### Aim
Please output the rows below verbatim, starting at the line that contains "like point(48, 68)." and ending at the line that contains "point(11, 30)", with both of those lines included.

### Data provided
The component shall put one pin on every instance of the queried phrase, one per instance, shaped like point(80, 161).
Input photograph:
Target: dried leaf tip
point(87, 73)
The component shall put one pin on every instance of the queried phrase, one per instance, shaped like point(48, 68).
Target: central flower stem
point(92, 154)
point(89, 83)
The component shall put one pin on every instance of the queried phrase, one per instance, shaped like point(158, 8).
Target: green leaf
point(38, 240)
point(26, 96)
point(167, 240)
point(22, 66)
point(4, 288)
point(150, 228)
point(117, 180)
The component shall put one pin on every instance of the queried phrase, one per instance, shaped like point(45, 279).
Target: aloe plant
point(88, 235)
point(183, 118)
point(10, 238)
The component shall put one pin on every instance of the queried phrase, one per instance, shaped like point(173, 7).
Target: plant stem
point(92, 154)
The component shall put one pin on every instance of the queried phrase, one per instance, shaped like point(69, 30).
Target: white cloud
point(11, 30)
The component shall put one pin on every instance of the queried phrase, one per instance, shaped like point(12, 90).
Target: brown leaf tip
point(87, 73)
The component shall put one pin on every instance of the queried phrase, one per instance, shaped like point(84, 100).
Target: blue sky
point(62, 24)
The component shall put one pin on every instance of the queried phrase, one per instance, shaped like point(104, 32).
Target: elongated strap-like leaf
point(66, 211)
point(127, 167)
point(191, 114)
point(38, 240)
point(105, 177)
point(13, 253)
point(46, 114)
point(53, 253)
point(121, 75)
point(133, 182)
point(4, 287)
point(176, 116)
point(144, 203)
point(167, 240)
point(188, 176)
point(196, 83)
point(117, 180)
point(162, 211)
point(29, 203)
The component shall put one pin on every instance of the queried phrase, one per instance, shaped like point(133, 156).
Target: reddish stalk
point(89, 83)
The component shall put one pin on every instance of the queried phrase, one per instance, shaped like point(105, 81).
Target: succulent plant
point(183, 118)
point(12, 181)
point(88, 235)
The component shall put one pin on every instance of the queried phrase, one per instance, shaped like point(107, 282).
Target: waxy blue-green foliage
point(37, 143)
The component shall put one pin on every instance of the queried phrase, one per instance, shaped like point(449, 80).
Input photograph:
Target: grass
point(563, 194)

### Exercise answer
The component shall put one pin on every instance of the queried phrase, one per instance, shaped like point(48, 68).
Target: central flower stem
point(92, 154)
point(89, 83)
The component shall put one pin on every instance of the queried phrase, one per instance, shaped like point(158, 8).
Target: green leaf
point(38, 240)
point(26, 96)
point(167, 240)
point(22, 66)
point(4, 288)
point(150, 228)
point(117, 180)
The component shall put one pin on every instance of the queried phrase, one per instance, shaped like point(45, 279).
Target: aloe plant
point(88, 235)
point(183, 118)
point(10, 238)
The component shall put one pin on every instance of the queried phrase, one per instance, shaped like point(173, 7).
Target: plant stem
point(92, 154)
The component shall put one pin on every instance of the queried phrase, one per instance, shaped like point(69, 30).
Target: white cloud
point(11, 30)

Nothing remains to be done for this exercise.